▼▼▼

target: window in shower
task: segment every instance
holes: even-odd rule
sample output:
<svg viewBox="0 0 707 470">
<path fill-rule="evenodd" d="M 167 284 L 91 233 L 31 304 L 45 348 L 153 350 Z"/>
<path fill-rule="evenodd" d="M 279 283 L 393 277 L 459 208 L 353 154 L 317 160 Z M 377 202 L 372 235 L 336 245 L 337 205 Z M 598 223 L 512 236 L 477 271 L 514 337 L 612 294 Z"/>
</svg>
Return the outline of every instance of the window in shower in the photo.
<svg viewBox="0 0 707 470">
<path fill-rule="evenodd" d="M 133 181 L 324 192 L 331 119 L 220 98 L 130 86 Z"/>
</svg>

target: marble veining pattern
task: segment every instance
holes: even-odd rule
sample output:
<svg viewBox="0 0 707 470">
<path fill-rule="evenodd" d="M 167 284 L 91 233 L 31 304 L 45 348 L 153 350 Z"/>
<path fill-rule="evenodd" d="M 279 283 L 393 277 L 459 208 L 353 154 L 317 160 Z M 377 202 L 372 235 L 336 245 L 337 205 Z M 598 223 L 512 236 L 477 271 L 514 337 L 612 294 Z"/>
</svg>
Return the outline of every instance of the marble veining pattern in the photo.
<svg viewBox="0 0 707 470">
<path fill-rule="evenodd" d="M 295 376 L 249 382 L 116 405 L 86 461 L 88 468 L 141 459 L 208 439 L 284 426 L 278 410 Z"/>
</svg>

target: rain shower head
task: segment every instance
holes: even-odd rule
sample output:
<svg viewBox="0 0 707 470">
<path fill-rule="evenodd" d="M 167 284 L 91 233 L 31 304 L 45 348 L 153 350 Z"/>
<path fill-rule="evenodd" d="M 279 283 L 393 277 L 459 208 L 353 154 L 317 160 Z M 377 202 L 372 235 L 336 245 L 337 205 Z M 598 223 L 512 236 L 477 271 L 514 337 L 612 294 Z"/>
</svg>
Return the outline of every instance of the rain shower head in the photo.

▲▲▲
▼▼▼

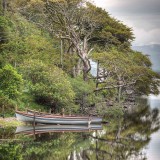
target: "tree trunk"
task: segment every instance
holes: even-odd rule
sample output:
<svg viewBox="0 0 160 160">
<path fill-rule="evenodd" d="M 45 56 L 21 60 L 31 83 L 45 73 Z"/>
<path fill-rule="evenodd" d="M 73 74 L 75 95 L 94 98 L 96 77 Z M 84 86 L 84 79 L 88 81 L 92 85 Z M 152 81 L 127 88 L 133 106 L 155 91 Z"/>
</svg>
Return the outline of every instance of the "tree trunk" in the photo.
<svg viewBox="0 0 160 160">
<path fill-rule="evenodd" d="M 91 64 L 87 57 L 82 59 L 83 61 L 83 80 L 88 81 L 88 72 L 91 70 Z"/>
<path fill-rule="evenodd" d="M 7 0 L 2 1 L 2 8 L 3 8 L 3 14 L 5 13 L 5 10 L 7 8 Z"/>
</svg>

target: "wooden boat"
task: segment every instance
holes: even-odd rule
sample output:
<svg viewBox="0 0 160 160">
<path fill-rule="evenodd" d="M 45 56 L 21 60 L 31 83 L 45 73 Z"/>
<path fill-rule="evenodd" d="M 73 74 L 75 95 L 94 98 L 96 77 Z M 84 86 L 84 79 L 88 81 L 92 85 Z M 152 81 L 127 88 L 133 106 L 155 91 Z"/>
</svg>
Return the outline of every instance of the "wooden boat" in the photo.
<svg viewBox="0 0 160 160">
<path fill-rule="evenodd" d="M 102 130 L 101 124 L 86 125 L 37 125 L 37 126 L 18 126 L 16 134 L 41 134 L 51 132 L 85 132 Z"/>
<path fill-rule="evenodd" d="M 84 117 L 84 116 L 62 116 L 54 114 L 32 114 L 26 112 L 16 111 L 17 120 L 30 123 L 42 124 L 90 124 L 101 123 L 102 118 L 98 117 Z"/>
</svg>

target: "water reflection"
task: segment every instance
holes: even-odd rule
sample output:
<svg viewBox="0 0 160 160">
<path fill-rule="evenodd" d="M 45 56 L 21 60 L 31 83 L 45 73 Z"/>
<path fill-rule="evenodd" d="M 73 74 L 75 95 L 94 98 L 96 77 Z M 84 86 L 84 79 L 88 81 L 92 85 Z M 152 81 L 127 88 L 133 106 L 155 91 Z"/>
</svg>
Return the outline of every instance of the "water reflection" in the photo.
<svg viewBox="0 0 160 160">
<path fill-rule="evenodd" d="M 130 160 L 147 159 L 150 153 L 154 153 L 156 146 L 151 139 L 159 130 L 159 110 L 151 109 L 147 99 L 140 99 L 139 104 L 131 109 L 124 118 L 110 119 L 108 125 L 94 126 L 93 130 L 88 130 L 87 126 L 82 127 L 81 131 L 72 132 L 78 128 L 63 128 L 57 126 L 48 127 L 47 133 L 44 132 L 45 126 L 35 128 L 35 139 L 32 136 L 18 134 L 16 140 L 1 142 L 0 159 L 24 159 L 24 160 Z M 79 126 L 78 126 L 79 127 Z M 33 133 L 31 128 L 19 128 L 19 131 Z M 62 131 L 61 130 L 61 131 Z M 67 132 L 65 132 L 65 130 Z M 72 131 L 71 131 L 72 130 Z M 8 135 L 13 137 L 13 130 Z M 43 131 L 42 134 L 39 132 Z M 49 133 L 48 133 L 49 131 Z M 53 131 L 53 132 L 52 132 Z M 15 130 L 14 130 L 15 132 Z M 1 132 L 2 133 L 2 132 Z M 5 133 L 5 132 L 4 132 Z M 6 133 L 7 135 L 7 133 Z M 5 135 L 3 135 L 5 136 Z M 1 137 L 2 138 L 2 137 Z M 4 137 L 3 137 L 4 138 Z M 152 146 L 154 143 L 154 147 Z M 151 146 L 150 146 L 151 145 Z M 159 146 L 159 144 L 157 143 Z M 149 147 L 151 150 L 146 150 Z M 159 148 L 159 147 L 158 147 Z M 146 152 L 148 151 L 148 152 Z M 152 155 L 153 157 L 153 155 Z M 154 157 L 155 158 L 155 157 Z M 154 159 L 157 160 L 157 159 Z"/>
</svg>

▲▲▲

> **Given exercise**:
How many lines of the records above contain the string "head"? Case counts. Reply with the number only.

> **Solution**:
2